Texto proporcionado -
• • •

Un condenado a muerte se ha escapado; y ese será el final de la película. No sólo lo desvela en el título, sino que además el director, Bresson, confiesa en los créditos iniciales que lo que cuenta es real y lo presenta como es: “sin ornamentos”. Postura radical contra todo espectador ansioso de giros espectaculares o agónicos finales sorpresa. La película funciona sin adornos ni engaños. Es un cine sin trucos pero también sin concesiones.

Cine sin trucos ni concesiones

Un hombre, una celda, un objetivo: escapar. Fontaine, el preso, es un espía que lucha contra la ocupación nazi. Ha sido condenado a muerte, pero no se resigna. Tratará de escapar. La historia es sencilla: traza un plan desde su celda y lo desarrollará minuciosamente. Paciente y metódico, pondrá a disposición de ese objetivo todos sus sentidos. Tal es el empeño con el que planea su fuga, que el espectador se siente irremediablemente identificado con su firme deseo de libertad. No tiene más que su discurso interior, y es todo lo que necesitamos. La voz en off calmada y desapasionada de Fontaine –como quien lee un diario– nos describe el plan, con sus dificultades e incluso las dudas que le asaltan a propósito de su compañero temporal de celda. Su voz y las imágenes, sin vistosos efectos especiales, componen una de las mejores películas sobre cárceles realizadas en la historia del cine.
Un condenado… es el segundo filme de la célebre trilogía de Bresson dedicada a la soledad. El director, para realizar esta obra maestra, venció con éxito cualquier tentación: le habría sido sencillo caer en el juicio político del bando opresor; le habría resultado seductor mostrar una muerte, una lágrima, unos ojos sufriendo –al fin y al cabo se trata de una prisión alemana durante la Segunda Guerra Mundial–, ¿qué otra cosa además de angustia podrían experimentar allí los condenados? Pero Bresson, en un ejercicio portentoso de continencia, omite todo lo accesorio. Se centra en la escena que filma y en los personajes, en el instante que vive el protagonista. Cuando lo más importante del mundo es mantener la cuchara afilada, conseguir una astilla de madera, intercambiar cuatro palabras con otros reclusos o que los pies no hagan ruido al pisar la grava.
Bresson nos convierte en el hombre que va a ser ejecutado. El preso no sabe cuándo; puede ser muy pronto. Nos obliga a que sintamos lo que el condenado es capaz de intuir en su celda. Elude la mirada de los muertos en el paredón, pero nos permite oír las intimidantes ráfagas de disparos que llegan a oídos del protagonista. No se recrea en la tortura a la que es sometido cuando llega a prisión, pero la camisa de Fontaine permanecerá todo el tiempo manchada de sangre. Bresson no rueda cómo el prisionero abate al centinela; vemos su cuerpo en el suelo. Siquiera nos permite observar la cara de sus guardianes: los nazis están ahí, oímos sus voces, sentimos el peso amenazante de sus botas… Evita los planos generales de la celda para centrarse en los escasos y elocuentes gestos del preso. Aloja en nuestro ánimo cada una de las sensaciones de Fontaine. Queremos escapar con él. Y aunque sabemos que lo hará, no nos es posible dejar de angustiarnos al escuchar el chirrido invariable de la bicicleta del vigilante que patrulla los muros exteriores cuando está a punto de huir de aquel infierno.

• • •

(Registros de datos)
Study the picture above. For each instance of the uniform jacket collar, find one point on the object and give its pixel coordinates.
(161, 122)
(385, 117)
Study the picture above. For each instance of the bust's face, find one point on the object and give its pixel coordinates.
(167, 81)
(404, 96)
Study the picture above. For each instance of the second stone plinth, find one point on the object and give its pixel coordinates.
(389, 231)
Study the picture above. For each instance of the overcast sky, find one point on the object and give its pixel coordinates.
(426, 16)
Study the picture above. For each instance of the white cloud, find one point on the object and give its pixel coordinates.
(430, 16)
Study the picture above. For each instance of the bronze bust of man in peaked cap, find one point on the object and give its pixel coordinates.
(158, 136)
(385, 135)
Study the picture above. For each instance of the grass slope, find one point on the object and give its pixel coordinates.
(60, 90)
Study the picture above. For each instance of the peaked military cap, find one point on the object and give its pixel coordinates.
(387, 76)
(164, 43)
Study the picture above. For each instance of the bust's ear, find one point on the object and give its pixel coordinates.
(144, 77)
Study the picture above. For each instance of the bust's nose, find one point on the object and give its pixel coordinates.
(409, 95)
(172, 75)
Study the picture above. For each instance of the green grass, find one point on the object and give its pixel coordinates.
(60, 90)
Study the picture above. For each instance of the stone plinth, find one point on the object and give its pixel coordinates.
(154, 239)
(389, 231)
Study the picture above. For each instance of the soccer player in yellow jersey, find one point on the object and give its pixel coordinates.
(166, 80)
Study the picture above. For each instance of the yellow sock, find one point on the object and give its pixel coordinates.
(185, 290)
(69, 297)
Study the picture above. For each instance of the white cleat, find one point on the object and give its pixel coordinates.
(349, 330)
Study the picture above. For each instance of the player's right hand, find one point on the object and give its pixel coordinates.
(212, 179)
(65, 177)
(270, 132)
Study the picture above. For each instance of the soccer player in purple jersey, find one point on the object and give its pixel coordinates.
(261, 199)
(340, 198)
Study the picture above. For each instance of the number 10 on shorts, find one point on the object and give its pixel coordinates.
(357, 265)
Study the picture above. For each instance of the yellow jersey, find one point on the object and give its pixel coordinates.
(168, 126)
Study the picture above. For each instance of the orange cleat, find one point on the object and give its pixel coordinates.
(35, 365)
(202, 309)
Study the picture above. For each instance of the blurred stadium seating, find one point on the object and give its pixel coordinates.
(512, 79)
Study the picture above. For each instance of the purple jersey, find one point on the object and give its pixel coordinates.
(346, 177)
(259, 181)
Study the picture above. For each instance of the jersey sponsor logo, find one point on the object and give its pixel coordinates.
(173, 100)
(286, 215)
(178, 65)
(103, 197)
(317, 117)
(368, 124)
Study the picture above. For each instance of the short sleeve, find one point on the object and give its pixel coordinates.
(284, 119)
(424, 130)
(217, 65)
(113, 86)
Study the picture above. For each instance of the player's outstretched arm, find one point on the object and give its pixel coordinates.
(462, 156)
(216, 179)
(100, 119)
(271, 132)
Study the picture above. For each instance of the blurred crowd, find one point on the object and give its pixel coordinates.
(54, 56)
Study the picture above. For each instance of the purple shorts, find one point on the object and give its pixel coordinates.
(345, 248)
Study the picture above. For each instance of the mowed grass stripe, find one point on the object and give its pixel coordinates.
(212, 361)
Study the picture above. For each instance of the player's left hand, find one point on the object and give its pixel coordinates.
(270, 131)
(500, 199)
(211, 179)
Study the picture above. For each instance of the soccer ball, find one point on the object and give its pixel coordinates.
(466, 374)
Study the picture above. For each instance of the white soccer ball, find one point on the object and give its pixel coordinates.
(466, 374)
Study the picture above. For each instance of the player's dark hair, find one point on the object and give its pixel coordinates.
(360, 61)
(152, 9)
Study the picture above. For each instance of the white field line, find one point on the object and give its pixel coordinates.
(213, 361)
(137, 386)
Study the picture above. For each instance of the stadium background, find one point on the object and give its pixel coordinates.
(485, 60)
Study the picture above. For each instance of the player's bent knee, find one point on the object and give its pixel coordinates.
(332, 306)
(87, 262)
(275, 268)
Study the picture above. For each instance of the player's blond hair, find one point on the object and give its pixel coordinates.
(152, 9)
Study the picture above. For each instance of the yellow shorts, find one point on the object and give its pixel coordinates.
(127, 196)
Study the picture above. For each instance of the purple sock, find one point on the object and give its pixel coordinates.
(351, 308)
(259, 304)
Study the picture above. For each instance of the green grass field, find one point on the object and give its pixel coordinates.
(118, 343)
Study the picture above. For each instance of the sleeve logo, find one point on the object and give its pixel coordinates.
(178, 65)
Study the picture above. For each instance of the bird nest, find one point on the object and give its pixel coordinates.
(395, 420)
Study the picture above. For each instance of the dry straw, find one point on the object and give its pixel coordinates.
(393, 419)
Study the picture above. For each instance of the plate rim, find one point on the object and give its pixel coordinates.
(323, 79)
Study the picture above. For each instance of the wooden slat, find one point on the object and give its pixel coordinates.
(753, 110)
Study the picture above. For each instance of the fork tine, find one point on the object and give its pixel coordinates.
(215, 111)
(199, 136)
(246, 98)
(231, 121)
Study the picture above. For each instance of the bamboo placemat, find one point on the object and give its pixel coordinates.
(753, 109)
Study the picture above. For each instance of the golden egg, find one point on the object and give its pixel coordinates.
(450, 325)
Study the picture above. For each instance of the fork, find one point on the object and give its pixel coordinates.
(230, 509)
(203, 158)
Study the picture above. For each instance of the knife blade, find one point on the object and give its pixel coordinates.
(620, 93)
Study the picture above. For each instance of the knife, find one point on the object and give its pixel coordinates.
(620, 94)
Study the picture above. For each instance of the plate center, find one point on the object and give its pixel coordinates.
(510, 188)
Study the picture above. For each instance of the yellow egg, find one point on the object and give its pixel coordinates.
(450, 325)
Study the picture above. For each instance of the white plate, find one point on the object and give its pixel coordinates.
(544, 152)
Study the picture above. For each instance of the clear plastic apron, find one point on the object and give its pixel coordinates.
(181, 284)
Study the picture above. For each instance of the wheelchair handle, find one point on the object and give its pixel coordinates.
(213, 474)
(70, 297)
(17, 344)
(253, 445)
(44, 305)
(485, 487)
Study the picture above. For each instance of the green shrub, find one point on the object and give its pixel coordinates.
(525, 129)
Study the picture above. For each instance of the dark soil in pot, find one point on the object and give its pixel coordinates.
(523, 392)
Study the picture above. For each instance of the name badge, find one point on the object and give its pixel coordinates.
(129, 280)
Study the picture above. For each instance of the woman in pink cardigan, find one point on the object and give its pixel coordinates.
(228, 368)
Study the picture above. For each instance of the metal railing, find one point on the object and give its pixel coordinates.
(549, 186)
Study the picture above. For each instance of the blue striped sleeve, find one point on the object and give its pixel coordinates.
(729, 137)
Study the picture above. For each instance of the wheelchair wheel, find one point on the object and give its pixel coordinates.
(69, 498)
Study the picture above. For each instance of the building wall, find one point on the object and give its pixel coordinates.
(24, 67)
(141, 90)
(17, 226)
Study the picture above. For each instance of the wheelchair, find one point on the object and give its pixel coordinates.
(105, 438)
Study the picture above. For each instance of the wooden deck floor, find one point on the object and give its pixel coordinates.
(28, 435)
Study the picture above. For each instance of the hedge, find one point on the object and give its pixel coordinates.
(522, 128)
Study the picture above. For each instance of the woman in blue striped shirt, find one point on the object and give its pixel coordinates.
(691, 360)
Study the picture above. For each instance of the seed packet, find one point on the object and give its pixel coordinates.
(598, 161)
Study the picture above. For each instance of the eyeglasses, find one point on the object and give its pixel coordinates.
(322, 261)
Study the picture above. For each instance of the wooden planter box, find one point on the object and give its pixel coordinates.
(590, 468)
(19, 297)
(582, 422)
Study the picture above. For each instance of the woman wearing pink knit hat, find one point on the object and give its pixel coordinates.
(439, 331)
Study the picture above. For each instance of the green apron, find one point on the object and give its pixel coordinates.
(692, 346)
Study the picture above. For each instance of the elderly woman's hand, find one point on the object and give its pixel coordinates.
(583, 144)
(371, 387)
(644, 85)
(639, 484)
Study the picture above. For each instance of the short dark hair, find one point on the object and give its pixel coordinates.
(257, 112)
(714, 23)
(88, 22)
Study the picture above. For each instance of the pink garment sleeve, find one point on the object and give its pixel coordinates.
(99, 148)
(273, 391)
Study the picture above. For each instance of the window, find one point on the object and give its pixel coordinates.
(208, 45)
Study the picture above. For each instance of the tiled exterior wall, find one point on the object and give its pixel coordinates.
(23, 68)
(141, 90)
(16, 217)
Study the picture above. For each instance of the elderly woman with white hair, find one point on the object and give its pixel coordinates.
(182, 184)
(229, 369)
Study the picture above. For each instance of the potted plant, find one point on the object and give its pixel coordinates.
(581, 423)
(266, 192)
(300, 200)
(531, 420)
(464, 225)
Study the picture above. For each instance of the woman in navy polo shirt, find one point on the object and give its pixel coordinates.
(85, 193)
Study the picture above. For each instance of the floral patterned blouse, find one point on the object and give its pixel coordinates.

• • •

Instrucciones de la tarea -
Transcriba literalmente el fragmento de la reseña sobre la película de Bresson que comienza en "Un hombre, una" y termina en "historia del cine.". No es necesario consultar los registros.

Respuesta escrita -
Un hombre, una celda, un objetivo: escapar. Fontaine, el preso, es un espía que lucha contra la ocupación nazi. Ha sido condenado a muerte, pero no se resigna. Tratará de escapar. La historia es sencilla: traza un plan desde su celda y lo desarrollará minuciosamente. Paciente y metódico, pondrá a disposición de ese objetivo todos sus sentidos. Tal es el empeño con el que planea su fuga, que el espectador se siente irremediablemente identificado con su firme deseo de libertad. No tiene más que su discurso interior, y es todo lo que necesitamos. La voz en off calmada y desapasionada de Fontaine –como quien lee un diario– nos describe el plan, con sus dificultades e incluso las dudas que le asaltan a propósito de su compañero temporal de celda. Su voz y las imágenes, sin vistosos efectos especiales, componen una de las mejores películas sobre cárceles realizadas en la historia del cine.